• PROBLEM
Could you pull out every one of the rows below verbatim, leaving the pictures out of your answer?

(Point annotation dataset records)
□ □ □ □ □ □ □

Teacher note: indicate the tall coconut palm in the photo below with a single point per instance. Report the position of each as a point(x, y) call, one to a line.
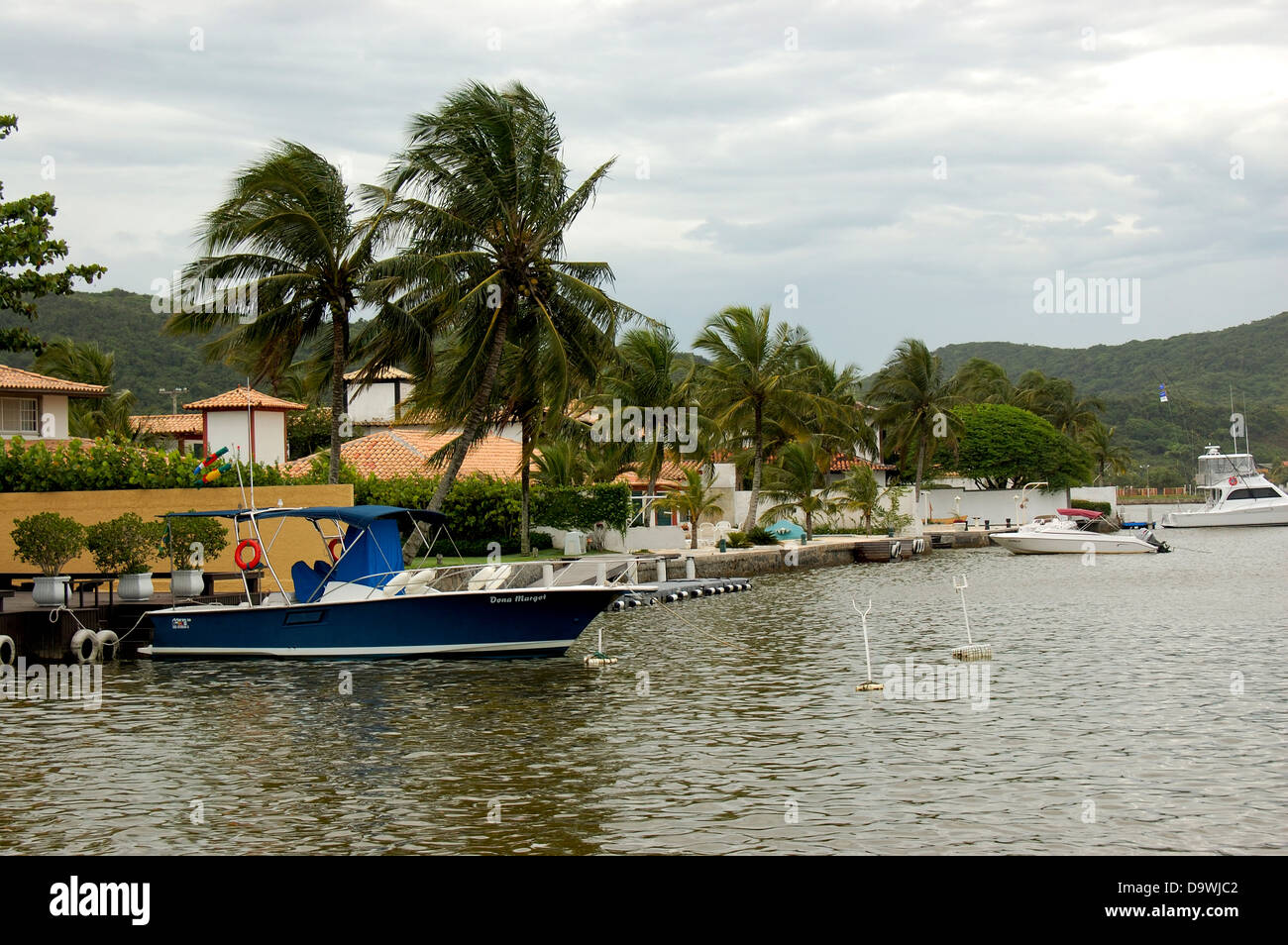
point(482, 197)
point(797, 480)
point(1108, 455)
point(914, 404)
point(647, 374)
point(287, 232)
point(752, 387)
point(696, 499)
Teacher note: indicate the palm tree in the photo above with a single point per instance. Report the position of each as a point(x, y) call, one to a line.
point(645, 373)
point(1108, 455)
point(694, 501)
point(752, 386)
point(797, 479)
point(482, 196)
point(88, 364)
point(914, 404)
point(287, 232)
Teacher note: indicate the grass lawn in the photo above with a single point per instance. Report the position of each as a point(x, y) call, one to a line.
point(548, 555)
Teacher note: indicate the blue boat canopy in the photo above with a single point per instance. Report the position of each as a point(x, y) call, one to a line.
point(359, 515)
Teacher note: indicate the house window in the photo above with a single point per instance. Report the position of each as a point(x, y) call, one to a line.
point(18, 415)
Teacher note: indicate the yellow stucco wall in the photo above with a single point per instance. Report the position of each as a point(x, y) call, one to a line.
point(296, 540)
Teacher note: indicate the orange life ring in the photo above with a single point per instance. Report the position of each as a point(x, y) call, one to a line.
point(256, 554)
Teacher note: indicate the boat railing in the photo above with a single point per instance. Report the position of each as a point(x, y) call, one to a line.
point(500, 576)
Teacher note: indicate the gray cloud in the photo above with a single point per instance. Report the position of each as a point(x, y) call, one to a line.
point(767, 165)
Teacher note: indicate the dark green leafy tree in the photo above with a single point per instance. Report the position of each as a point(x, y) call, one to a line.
point(26, 250)
point(1004, 447)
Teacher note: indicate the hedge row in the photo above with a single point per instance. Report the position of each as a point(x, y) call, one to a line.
point(478, 507)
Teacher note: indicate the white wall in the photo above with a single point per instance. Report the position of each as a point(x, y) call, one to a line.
point(269, 437)
point(228, 429)
point(231, 429)
point(56, 406)
point(374, 402)
point(999, 505)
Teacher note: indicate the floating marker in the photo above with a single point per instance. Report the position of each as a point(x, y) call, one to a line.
point(971, 651)
point(868, 685)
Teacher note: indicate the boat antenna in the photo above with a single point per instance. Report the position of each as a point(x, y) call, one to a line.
point(250, 438)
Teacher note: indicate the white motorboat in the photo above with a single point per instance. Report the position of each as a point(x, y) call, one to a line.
point(1236, 494)
point(1076, 532)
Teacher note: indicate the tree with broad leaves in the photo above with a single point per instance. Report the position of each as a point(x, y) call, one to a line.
point(25, 250)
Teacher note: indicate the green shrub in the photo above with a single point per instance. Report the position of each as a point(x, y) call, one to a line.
point(125, 545)
point(1103, 507)
point(584, 507)
point(48, 541)
point(179, 535)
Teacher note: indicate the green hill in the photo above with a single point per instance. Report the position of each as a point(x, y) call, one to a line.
point(1198, 368)
point(124, 323)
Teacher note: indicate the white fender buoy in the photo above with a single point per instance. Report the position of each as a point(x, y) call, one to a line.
point(110, 644)
point(80, 639)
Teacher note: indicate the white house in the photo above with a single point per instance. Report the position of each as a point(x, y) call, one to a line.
point(375, 400)
point(245, 420)
point(35, 406)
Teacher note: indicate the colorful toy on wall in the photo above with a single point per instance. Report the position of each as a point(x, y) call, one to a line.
point(210, 469)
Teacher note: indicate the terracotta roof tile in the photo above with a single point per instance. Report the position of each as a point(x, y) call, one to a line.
point(17, 378)
point(386, 455)
point(385, 373)
point(243, 396)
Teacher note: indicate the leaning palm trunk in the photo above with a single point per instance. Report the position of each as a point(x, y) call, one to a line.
point(524, 486)
point(476, 417)
point(755, 476)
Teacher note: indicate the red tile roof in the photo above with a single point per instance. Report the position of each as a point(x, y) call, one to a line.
point(385, 373)
point(386, 455)
point(168, 424)
point(241, 396)
point(29, 381)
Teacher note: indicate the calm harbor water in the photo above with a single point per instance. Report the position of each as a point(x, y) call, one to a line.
point(1133, 705)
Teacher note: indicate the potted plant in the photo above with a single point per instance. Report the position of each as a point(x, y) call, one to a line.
point(188, 541)
point(124, 548)
point(48, 541)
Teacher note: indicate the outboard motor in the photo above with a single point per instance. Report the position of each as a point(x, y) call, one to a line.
point(1162, 546)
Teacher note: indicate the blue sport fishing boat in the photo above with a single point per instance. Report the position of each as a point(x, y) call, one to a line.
point(360, 601)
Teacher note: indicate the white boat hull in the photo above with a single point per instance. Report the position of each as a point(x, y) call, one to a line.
point(1250, 515)
point(1081, 544)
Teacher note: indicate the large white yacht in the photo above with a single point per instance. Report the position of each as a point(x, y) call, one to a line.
point(1237, 494)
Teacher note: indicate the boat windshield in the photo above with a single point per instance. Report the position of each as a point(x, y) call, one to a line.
point(1216, 469)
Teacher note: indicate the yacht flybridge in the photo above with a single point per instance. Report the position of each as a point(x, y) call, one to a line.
point(361, 600)
point(1236, 494)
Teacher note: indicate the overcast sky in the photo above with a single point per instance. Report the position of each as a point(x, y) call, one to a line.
point(910, 167)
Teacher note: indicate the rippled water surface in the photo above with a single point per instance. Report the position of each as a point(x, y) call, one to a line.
point(1133, 705)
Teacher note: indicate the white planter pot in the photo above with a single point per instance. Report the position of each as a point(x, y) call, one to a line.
point(134, 586)
point(51, 591)
point(187, 583)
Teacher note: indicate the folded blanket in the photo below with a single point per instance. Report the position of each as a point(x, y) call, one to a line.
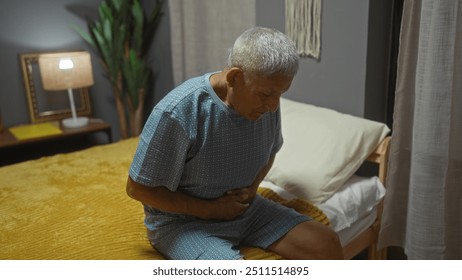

□ □ □ □ □ □ □

• THE ANSWER
Teacher note: indicate the tall coconut palm in the photo below with a single point per instance. Report the position of each as a point(x, y) call, one to a line.
point(482, 197)
point(797, 480)
point(1108, 455)
point(914, 404)
point(647, 374)
point(287, 232)
point(752, 387)
point(696, 499)
Teacher note: indicate the palm tree in the photo above with a single point per instance. Report the position of each as a point(x, y) call, one to a line.
point(645, 373)
point(1108, 455)
point(694, 501)
point(752, 386)
point(797, 479)
point(482, 196)
point(88, 364)
point(914, 404)
point(287, 232)
Teacher note: indicate the grass lawn in the photo above with a single point per instance. Report the position of each as a point(x, y) call, one to a line.
point(548, 555)
Teacher note: indicate the blue boat canopy in the photo above with a single point per instance. Report the position of each as a point(x, y) call, one to a line.
point(359, 515)
Teacher note: indicate the house window in the photo above with a single point per instance. Report the position of each as a point(x, y) call, one to a line.
point(18, 415)
Teacher note: indicate the yellow stucco wall in the photo above with a single point per instance. Report the position of each as a point(x, y) call, one to a line.
point(296, 540)
Teacher note: indicate the orange life ring in the photo above with a single point per instance. Report the position of each as a point(x, y) call, one to a line.
point(256, 554)
Teacher note: indicate the boat railing in the photo above with a single point per instance. Report the position of each as a point(x, y) call, one to a line.
point(500, 576)
Teacher note: indicate the gray cloud in the photo above with a single point per instance. Report the position of each as a point(x, y) call, one to a line.
point(767, 165)
Teacher note: indicate the dark green leafy tree in the photo above with a single point per instance. Report the position of each as a point(x, y) call, one to a line.
point(26, 250)
point(1004, 447)
Teacher note: indicate the hedge row in the photo above with a single point per instance. Report the position of each as a point(x, y) call, one to a line.
point(478, 507)
Teacher note: indicate the white wall in the photo above with a single point per instance. Report the position of each as a point(x, y) call, one to a line.
point(269, 437)
point(228, 429)
point(231, 429)
point(56, 406)
point(374, 402)
point(999, 505)
Teacher note: indicate the floating marker in the photo above with a single point per instance. Report the position of each as a point(x, y) call, one to a line.
point(971, 651)
point(868, 685)
Teacher note: indicate the boat antenna in the photo above with a single point per instance. Report the position of each as a point(x, y) call, one to a line.
point(250, 438)
Teacher note: indicate the white motorboat in the photo above with a single point per instance. Report the position of each as a point(x, y) call, one to a line.
point(1236, 494)
point(1076, 532)
Teacher note: indicate the tree with broad leaves in the photo above with a single point per instance. Report the position of each as a point(x, y) call, one to a line.
point(25, 250)
Teacher note: indicate the green shrub in the photo above with a single point per instance. Report the position of each as a point(x, y) call, one to a line.
point(125, 545)
point(1103, 507)
point(584, 507)
point(48, 541)
point(179, 535)
Teacher note: indicate the green hill in the photo above with a single point per instance. Report the position of each as a point(x, y) call, one to a line.
point(1198, 368)
point(124, 323)
Teacher note: indicate the white fender buoy in the photo above with a single point per instance. Report the position of each as a point(x, y) call, one to a line.
point(110, 644)
point(80, 639)
Teacher note: indicate the white house in the photo above with a single point per instance. Report the position of each as a point(x, y) call, one to a line.
point(375, 400)
point(245, 420)
point(35, 406)
Teacher note: indicate the colorful toy on wall in the photo above with a single point per instance. Report the position of each as a point(x, y) call, one to a line.
point(210, 469)
Teacher note: indicate the terracotta roof tile in the photo above with a single point per instance. Report the position of each as a point(x, y) call, one to a line.
point(17, 378)
point(386, 455)
point(385, 373)
point(243, 396)
Teacher note: indicate the leaning palm trunk in the photo above with a single point per instance. Report the position of each as a point(x, y) call, one to a line.
point(524, 486)
point(476, 417)
point(755, 476)
Teacher note: indicate the red tile roof in the photo above with a single point per instance. Report the position of each as a point(x, y) call, one to a line.
point(385, 373)
point(386, 455)
point(168, 424)
point(241, 396)
point(29, 381)
Teacher note: indicate the calm harbor water in the photo above with a single point per instance. Report the position of each as a point(x, y) call, one to a line.
point(1133, 705)
Teacher note: indicate the potted plant in the photo above with a single point per instance. Report the position of each as a point(x, y) call, one to a line.
point(188, 541)
point(124, 548)
point(48, 541)
Teacher note: indicate the outboard motor in the photo above with a single point per instance. Report the position of each as a point(x, y) call, one to a line.
point(1162, 546)
Teacher note: indicate the blue sport fishing boat in the photo above with a single point per instance. Report the position of each as a point(x, y) call, one to a line.
point(360, 601)
Teacher note: indicate the white boat hull in the photo above with a single point per instance. Report the position of each as a point(x, y) call, one to a line.
point(1250, 515)
point(1081, 544)
Teacher note: indicate the large white yacht in the photo above with a single point per instance. Report the position of each as a point(x, y) call, one to a line.
point(1237, 494)
Teacher note: indicate the boat windshield in the photo above with a single point per instance. Report the position of each as a point(x, y) call, one to a line.
point(1216, 469)
Teacher note: indicate the yacht flybridge in the photo above with a single point per instance. Report the position of each as a point(x, y) call, one to a line.
point(361, 600)
point(1236, 494)
Teacher note: indicate the overcast sky in the photo above with a single point per instance. Report the position of each as a point(x, y) call, one to a line.
point(910, 167)
Teacher note: indicate the rippled water surface in the photo above with a single point per instance. Report the position of each as a point(x, y) call, one to a line.
point(1133, 705)
Teacher note: indicate the white planter pot in the photo above with a single point per instance. Report the position of each as a point(x, y) call, one to a line.
point(134, 586)
point(51, 591)
point(187, 583)
Teacher note: indicate the folded blanket in the photo below with a single point per instance. Report the position of each as a point(x, y) call, one to a line.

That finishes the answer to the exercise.